**PROVIDED DATA:**
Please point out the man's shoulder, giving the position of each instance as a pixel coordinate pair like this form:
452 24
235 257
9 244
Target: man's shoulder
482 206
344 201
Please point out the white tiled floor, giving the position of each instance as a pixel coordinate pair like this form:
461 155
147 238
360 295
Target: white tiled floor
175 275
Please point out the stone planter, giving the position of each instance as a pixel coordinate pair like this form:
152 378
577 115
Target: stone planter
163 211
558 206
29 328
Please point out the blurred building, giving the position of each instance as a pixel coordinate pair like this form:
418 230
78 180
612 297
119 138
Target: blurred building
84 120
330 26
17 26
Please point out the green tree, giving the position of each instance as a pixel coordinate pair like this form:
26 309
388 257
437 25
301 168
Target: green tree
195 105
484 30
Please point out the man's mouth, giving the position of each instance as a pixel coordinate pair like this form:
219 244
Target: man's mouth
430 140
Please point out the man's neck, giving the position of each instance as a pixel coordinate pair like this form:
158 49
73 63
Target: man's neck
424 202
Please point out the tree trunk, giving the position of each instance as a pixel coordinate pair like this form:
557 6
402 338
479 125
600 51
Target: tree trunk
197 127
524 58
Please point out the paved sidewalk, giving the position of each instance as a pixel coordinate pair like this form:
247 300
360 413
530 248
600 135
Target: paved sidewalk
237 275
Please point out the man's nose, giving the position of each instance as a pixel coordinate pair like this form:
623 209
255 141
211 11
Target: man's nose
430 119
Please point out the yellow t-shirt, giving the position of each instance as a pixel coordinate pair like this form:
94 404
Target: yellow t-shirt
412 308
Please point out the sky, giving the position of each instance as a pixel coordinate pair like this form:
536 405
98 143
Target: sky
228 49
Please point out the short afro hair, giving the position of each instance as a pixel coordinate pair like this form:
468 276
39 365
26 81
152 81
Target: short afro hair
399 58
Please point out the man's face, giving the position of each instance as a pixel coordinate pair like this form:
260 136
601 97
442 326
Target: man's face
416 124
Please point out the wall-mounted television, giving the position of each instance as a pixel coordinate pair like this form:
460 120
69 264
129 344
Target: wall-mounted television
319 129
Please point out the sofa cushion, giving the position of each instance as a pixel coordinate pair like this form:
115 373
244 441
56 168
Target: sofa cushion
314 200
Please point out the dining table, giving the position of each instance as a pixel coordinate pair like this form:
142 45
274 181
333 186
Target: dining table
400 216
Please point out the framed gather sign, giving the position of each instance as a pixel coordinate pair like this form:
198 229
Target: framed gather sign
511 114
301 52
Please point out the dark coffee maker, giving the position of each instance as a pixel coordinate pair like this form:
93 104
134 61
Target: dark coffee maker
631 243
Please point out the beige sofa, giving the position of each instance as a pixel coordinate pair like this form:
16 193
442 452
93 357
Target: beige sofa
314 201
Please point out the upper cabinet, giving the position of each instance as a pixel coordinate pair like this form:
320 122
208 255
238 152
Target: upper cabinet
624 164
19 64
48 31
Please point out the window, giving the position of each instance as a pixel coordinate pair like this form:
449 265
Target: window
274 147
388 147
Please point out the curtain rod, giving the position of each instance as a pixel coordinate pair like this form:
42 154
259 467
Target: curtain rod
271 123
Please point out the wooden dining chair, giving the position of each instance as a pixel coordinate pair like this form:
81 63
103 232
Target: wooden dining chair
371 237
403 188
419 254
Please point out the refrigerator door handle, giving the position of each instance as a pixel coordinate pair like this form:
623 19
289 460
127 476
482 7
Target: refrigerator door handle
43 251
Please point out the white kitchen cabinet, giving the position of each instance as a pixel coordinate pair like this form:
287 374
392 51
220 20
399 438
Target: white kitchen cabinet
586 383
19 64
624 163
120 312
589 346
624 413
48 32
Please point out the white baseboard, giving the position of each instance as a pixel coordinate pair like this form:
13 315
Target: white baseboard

**YOUR GOAL:**
Rewrite the rows from the line with "Please point out the window, giving" through the end of the rows, changing "refrigerator" to "fridge" and leaving everything else as it is.

**RESPONSE FOR THIS EXERCISE:**
Please point out the window, giving the position of each instance as a pixel coordinate pair like this form:
449 265
Target: window
274 147
388 147
Please point out the curtain rod, giving the position of each instance as a pixel coordinate pair like this form:
42 154
259 467
Target: curtain rod
271 123
Please point out the wooden dining chair, giving the position of each instance as a pixel coordinate pair like this form:
81 63
103 232
Target: wooden dining chair
371 237
403 188
419 254
Please point out the fridge door handle, giving the position of each instance as a pixel coordinate pair like this form:
623 19
289 460
127 476
482 7
Target: fridge door handle
43 251
Please point out the white kitchen cabinet, giving the position of each instance as a pixel coordinate pair like this form:
287 374
392 51
220 20
399 438
Target: white kitchen cabinet
586 383
19 64
624 163
120 312
589 346
624 413
48 32
Please point out the white baseboard, giving the position of each instance as a pixel coordinate pair like this form:
13 315
Target: white baseboard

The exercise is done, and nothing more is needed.